Событія всколыхнули армію сверху до низа. В крестьянской в своем большинствѣ арміи земельный вопрос дѣлается центром вниманія. Стрѣлки в корпусѣ Селивачева "далеко не всѣ сочувствуют введенным новшествам" — записывает автор дневника 13 марта: "больше всего хлопочут они — будет ли им прирѣзана земля за счет помѣщиков, удѣлов и монастырей — вот их главнѣйшее желаніе". Член Гос. Думы Демидов, посѣтившій фронт, передавал в "Письмах из арміи" ("Рус. Вѣд."), как аудиторія "замирала" при упоминаніи о землѣ. Неужели можно было каким либо революціонным приказом заставить ее быть внѣ "соціальной политики"? Может быть, Н. Н. Щепкин был нрав, когда утверждал на съѣздѣ к.-д., что никакого (это слишком, конечно, сильно) сочувствія на фронтѣ не встрѣчает попытка разрѣшить сейчас соціальные вопросы. Сознаніе, что немедленное рѣшеніе земельнаго вопроса может сорвать фронт, было и потому так естественно, что во многих солдатских письмах того времени, идущих с фронта, сдерживаются порывы односельчан к дѣлежу земли. Но у стоящей в бездѣйствіи в окопах арміи неудержимое всетаки стремленіе к тылу. Припомним: "всѣ помыслы солдат обращены в тыл" — писал Рузскому 29 марта Драгомиров, командовавшій наиболѣе близкой к центру 5-ой арміей.

Задание:
Установите, согласуется ли с отрывком каждое из трех утверждений. Ответьте «да» или «нет» и дословно приведите решающие слова отрывка.
1. Автор дневника сделал запись о стрелках в корпусе Селивачева 13 марта.
2. Стрелки в корпусе Селивачева все сочувствуют введенным новшествам.
3. Драгомиров командовал 3-й армией.
Данные для работы с отрывком не понадобятся.

Исходные данные:
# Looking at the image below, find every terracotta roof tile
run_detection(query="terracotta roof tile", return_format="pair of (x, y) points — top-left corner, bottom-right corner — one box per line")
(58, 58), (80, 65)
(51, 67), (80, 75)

Ответ:
1. Да: «записывает автор дневника 13 марта».
2. Нет: «далеко не всѣ сочувствуют введенным новшествам».
3. Нет: «командовавшій наиболѣе близкой к центру 5-ой арміей».